>> BEGIN Material to process
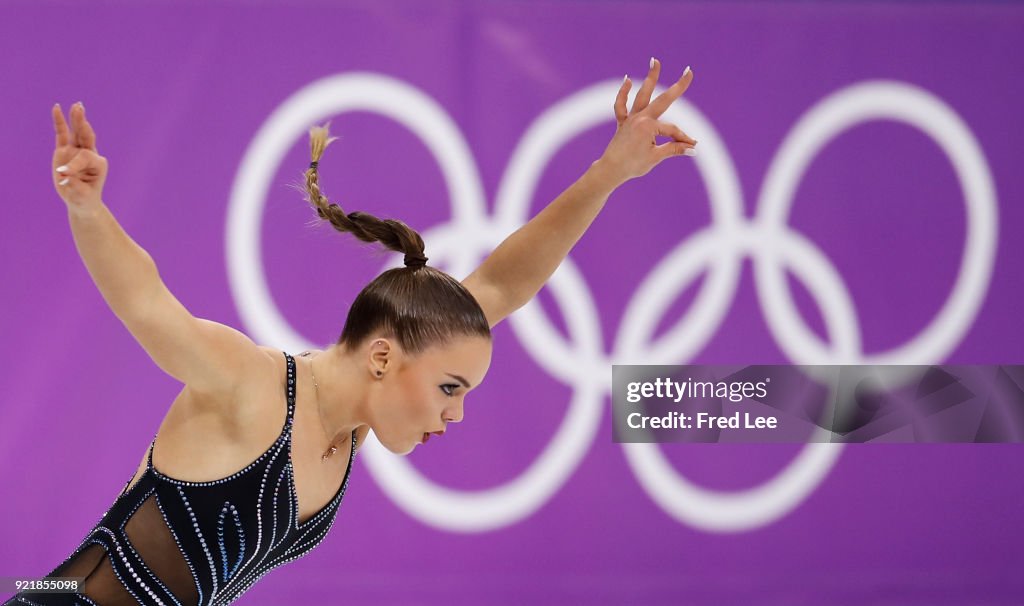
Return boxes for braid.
[305,122,427,268]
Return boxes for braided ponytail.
[294,122,490,355]
[305,122,427,270]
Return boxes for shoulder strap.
[146,431,160,470]
[283,351,295,429]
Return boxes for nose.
[442,401,463,423]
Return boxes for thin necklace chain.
[301,351,338,462]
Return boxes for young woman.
[5,58,696,606]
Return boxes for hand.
[595,58,697,184]
[52,102,106,212]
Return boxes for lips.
[420,429,444,444]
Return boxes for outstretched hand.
[52,102,106,211]
[598,58,697,188]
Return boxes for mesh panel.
[125,494,199,605]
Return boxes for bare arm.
[463,58,696,327]
[53,105,269,402]
[463,161,616,327]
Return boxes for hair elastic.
[406,253,428,267]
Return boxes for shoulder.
[355,425,370,451]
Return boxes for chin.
[384,436,419,457]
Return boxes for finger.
[53,152,89,178]
[654,141,697,162]
[615,76,633,122]
[50,103,71,147]
[648,66,693,118]
[68,101,84,147]
[631,57,662,114]
[657,120,697,145]
[78,101,96,152]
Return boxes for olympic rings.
[225,73,997,532]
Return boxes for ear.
[367,337,394,379]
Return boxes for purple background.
[0,0,1024,604]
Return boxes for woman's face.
[373,337,492,455]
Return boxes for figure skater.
[5,58,696,606]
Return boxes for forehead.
[417,337,492,386]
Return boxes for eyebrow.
[444,373,469,389]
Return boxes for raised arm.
[52,103,269,402]
[463,58,696,327]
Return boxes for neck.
[311,344,370,444]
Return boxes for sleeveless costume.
[4,352,355,606]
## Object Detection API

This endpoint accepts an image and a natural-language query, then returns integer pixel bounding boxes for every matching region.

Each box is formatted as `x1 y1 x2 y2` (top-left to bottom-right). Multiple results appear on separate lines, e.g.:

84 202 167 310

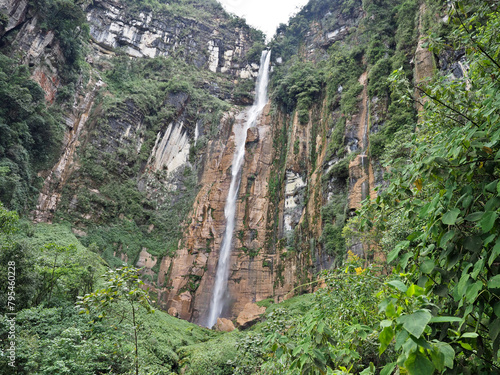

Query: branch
415 85 479 128
455 10 500 70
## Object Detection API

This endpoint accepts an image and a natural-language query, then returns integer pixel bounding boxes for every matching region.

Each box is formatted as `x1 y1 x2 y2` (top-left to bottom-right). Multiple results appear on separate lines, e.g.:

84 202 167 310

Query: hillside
0 0 500 375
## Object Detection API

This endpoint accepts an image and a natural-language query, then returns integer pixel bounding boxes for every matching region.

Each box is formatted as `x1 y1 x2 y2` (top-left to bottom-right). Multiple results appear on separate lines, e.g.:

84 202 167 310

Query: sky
218 0 309 40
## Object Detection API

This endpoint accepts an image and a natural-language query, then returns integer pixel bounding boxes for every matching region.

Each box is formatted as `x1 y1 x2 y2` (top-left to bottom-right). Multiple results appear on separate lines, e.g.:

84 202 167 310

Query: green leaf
439 230 455 249
460 332 479 339
493 302 500 318
394 329 410 350
441 208 460 225
486 180 498 193
488 275 500 289
380 362 396 375
464 236 483 251
465 281 483 303
430 346 444 372
429 316 462 323
420 259 436 273
387 241 410 263
404 352 434 375
378 326 394 354
471 258 485 280
398 310 432 338
488 318 500 341
386 280 408 293
406 284 424 297
488 239 500 266
418 202 432 219
465 211 484 221
436 342 455 368
479 211 498 233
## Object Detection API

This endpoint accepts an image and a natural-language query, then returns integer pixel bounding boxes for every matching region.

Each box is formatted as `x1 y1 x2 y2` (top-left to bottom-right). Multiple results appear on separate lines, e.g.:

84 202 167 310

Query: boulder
246 128 259 143
214 318 235 332
236 303 266 329
168 307 179 318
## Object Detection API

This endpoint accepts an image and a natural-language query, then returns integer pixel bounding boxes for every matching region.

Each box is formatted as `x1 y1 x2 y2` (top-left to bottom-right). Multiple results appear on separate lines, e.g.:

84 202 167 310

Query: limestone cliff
0 0 438 322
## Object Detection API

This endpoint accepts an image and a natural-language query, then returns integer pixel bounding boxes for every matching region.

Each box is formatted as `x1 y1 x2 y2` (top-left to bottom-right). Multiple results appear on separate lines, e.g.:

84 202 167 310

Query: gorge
207 51 271 328
0 0 500 375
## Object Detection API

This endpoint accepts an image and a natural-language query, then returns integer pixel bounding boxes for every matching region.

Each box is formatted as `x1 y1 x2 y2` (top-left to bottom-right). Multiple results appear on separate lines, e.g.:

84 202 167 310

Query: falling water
207 51 271 328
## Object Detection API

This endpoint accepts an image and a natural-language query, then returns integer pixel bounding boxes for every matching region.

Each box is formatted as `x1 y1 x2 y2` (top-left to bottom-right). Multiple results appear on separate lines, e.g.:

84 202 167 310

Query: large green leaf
479 211 498 233
488 275 500 289
378 326 394 354
441 208 460 225
380 362 396 375
398 309 432 338
386 280 408 293
404 352 435 375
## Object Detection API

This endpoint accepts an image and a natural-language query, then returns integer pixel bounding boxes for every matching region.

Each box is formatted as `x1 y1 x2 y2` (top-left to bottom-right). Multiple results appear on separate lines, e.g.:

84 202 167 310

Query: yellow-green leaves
441 208 460 225
397 309 432 338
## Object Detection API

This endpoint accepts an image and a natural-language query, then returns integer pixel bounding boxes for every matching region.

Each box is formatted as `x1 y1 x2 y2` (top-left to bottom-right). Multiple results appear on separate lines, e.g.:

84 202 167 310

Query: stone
236 302 266 329
214 318 235 332
246 128 259 144
167 307 179 318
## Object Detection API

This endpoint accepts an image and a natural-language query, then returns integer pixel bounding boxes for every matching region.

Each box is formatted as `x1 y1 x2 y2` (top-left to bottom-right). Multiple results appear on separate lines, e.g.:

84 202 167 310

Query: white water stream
207 51 271 328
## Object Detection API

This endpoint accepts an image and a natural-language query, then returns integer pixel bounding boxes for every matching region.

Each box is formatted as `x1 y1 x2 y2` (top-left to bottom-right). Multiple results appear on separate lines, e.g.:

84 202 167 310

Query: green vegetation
>> END Material to process
Extract every line in the entries above that contains the string "water". Matching is case-sensitive.

Query: falling water
Query: white water stream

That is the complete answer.